TEXT
******

PARENTING ADULT-LIKE CHILDREN
An article to share: With some of my own insights.
Parents are often overwhelmed as their children become adults in chronological age yet still have the maturity and judgment of a 15 year old – less. Adult children should be equipped with life skills and motivated to take on adult responsibilities like moving out, finding a job or paying bills. Yet many cry for support, are ill equipped, and yet want the freedom of what their age dictates without the willingness or know-how to accept the responsibilities of those freedoms.
I point parents who may find it difficult to bring their children in our office to point them to other resources that can provide some aid for their dilemma, such as Empowering Parents- so that they can access articles regarding the need of rewards, discipline, Rules, Boundaries and Older Children, which gives a great overview with tips on enforcing the rules of your home. As well as Home / Expert Articles / Parenting Strategies & Techniques / Family Rules & Limit Setting (Empowering Parents). For those un-insured or with defiant adults who refuse to seek help-then these resources may be of benefit for them so that they at least have some knowledge as to handle this stage of life.
However, the best aid is counseling with an expert; and counseling is best when that expert has experienced various life changes including parenting and grand parenting so as to have that added wisdom of what to do and not to do.
Children have 18 years to learn a good 25+ life skills yet are often uneducated and skilled in most of these while parents are trying to give them their best possible, carefree, responsibility free, and easy childhood as permissive, or over protective parents often do; or when parents, who are too busy in their own lives/work, who are not able then to provide time and tools for their youth.
There are authoritarian parents who dictate but have poor teaching skills-are also often punitive and who are not interested in rewarding good choices; as well as, the absent parent (basically not in touch with the child) and the authoritative parent who does well when the child is below 12 years of age-but may then be overwhelmed with their strong willed older children as peers seem to take over. The dynamics of blended families and step children and parents often muddy the waters more so. From the lists of parenting styles, the authoritative parent is the most positive and easily trainable parent during the child’s middle and adult years since they do invite input and are usually willing to seek expert advice.
We train parents to be more authoritative in their parenting style instead of the authoritarian or submissive style; which tends to be more balanced and healthy for children. These styles enlist input from children, and have a clear set of boundaries, and are often taught to earn rewards and how to resolve conflicts with healthier parental modeling.

******

YOUR GOAL
Answer these questions from the parenting article above:
(a) How many years does the parenting article say children have to learn life skills?
(b) Which parenting style does it call the most positive and easily trainable during the child's middle and adult years?
(c) What resource does it name for parents who find it hard to bring their children into the office?

******

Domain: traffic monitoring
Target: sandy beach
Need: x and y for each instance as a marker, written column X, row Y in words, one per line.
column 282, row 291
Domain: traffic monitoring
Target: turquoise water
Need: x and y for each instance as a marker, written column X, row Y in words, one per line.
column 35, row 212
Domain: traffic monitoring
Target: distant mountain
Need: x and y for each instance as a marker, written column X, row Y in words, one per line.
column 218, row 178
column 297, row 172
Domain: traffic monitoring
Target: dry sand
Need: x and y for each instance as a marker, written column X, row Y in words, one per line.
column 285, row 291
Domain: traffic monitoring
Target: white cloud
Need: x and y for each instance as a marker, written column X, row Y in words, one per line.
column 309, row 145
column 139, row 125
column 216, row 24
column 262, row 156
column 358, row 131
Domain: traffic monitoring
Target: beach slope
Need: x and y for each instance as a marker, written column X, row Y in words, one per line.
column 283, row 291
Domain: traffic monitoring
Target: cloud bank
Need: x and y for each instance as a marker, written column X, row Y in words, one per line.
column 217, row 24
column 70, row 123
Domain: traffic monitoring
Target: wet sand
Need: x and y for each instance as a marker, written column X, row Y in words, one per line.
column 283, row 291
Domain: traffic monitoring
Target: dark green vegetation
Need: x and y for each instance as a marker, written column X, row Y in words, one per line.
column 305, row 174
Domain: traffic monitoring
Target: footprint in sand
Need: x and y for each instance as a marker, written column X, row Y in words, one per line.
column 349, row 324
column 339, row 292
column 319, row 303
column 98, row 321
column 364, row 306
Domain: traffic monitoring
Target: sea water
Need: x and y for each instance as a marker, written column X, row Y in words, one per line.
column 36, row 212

******

CORRECT RESULT
(a) 18 years.
(b) The authoritative parent.
(c) Empowering Parents.